What you have to do: How many lines in the records below contain the string "price"? Reply with the number alone.

Bounding-box records:

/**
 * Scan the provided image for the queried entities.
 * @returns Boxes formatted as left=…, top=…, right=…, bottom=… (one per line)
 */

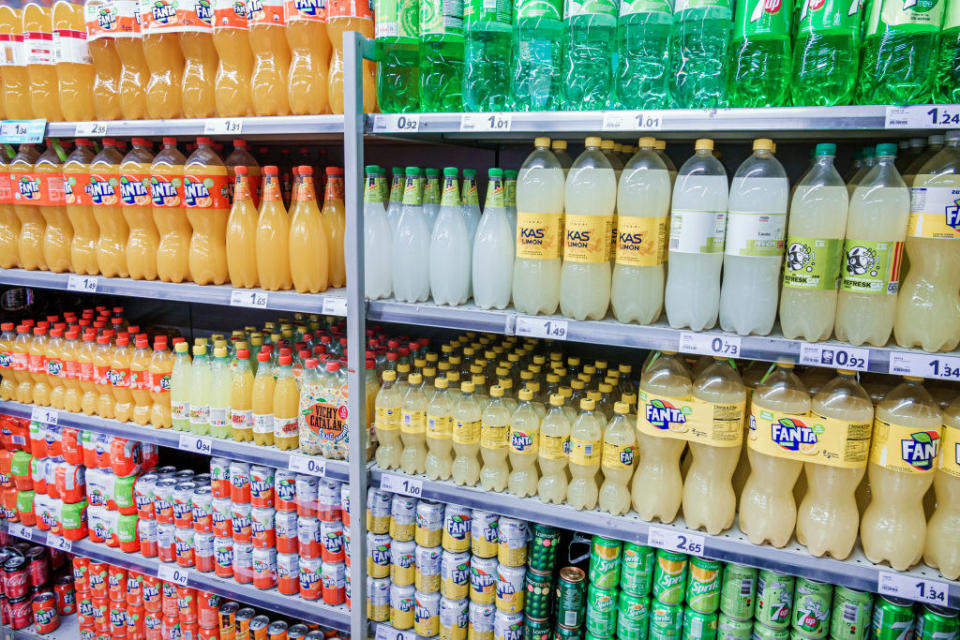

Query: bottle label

---

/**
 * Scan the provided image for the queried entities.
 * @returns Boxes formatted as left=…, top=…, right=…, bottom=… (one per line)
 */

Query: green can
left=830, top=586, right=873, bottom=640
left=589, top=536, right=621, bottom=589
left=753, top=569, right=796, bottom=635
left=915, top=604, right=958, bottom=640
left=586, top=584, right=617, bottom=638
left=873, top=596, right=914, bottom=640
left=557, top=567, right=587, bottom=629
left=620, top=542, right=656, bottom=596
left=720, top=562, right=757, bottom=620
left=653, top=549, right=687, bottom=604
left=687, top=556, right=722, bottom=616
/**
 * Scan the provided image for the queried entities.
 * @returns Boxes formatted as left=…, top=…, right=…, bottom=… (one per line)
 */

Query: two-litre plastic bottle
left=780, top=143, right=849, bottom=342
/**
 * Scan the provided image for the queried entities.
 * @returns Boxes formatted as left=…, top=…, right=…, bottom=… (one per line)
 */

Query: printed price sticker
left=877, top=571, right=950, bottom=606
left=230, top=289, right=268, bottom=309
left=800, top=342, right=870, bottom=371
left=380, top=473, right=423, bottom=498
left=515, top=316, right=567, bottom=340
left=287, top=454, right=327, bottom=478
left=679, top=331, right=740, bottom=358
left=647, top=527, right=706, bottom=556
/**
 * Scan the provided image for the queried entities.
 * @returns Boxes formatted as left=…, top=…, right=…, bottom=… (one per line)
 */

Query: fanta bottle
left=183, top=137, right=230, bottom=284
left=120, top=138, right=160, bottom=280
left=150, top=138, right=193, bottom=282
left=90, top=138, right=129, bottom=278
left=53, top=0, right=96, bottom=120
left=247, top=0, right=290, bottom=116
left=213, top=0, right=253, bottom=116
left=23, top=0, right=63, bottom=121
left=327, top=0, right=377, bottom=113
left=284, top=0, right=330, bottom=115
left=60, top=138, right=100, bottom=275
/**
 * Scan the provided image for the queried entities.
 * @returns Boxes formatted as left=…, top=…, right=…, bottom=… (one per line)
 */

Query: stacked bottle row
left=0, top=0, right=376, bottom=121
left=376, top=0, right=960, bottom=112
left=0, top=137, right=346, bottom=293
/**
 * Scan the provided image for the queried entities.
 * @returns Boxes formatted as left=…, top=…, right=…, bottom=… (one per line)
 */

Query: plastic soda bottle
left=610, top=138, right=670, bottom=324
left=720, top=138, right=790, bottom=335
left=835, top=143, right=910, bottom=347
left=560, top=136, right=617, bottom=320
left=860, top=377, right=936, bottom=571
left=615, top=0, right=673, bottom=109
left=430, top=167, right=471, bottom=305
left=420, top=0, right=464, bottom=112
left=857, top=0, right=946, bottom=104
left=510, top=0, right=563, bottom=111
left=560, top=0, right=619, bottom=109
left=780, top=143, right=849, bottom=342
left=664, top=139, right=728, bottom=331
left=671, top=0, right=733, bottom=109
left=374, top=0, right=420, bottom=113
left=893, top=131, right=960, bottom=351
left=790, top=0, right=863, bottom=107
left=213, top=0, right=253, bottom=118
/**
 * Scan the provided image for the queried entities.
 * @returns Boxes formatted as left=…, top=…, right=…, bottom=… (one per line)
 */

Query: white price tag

Task solution: 2